Region annotation entries

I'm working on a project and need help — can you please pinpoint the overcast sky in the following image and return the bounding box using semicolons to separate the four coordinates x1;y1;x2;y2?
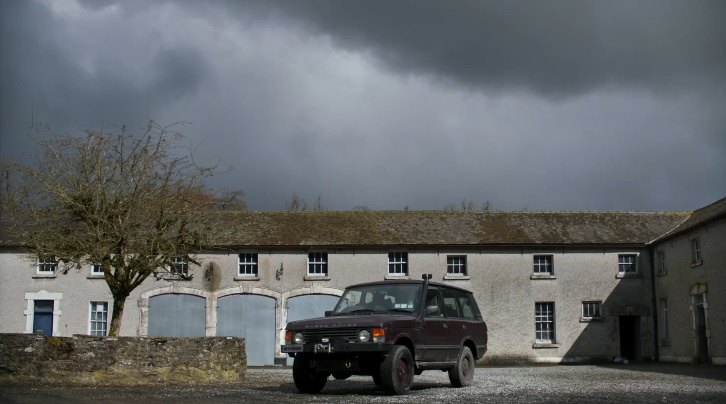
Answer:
0;0;726;211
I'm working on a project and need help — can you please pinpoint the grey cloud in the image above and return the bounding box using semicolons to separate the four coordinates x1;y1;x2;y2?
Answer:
232;0;726;97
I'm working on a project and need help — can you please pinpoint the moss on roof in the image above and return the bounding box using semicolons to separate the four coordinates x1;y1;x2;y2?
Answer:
213;211;689;247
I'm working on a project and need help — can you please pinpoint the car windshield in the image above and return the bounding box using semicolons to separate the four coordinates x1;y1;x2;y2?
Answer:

Problem statement ▸
Render every line of the entries above as a Markdown table with two columns, "Row" for the row number and "Line" for the line itself, and skip any blank lines. Leave the pictures out of the table.

Correct output ▸
| Row | Line |
|---|---|
| 1 | I'm working on a project and need help — can you please pinpoint the overcast sky in the following image and return the bounding box using semicolons to separate the four coordinates x1;y1;x2;y2? |
| 2 | Answer: |
| 3 | 0;0;726;211 |
| 4 | I'm working on a project and need help — can you please pinpoint the grey cloud in the image above and return the bounding box using semicolons to separate the four coordinates x1;y1;x2;y2? |
| 5 | Answer: |
| 6 | 232;0;726;97 |
| 7 | I'm working on a project and need help — can you please pinpoint the moss on roof in the image above and return the bounding box using semicolons to separate the four coordinates x1;y1;x2;y2? |
| 8 | Answer: |
| 9 | 213;211;689;247 |
| 10 | I'm working on a project and need help — can you please pinpoint the car windshield in the image above and return the bounding box using semicolons to separate the four coordinates x1;y1;x2;y2? |
| 11 | Answer: |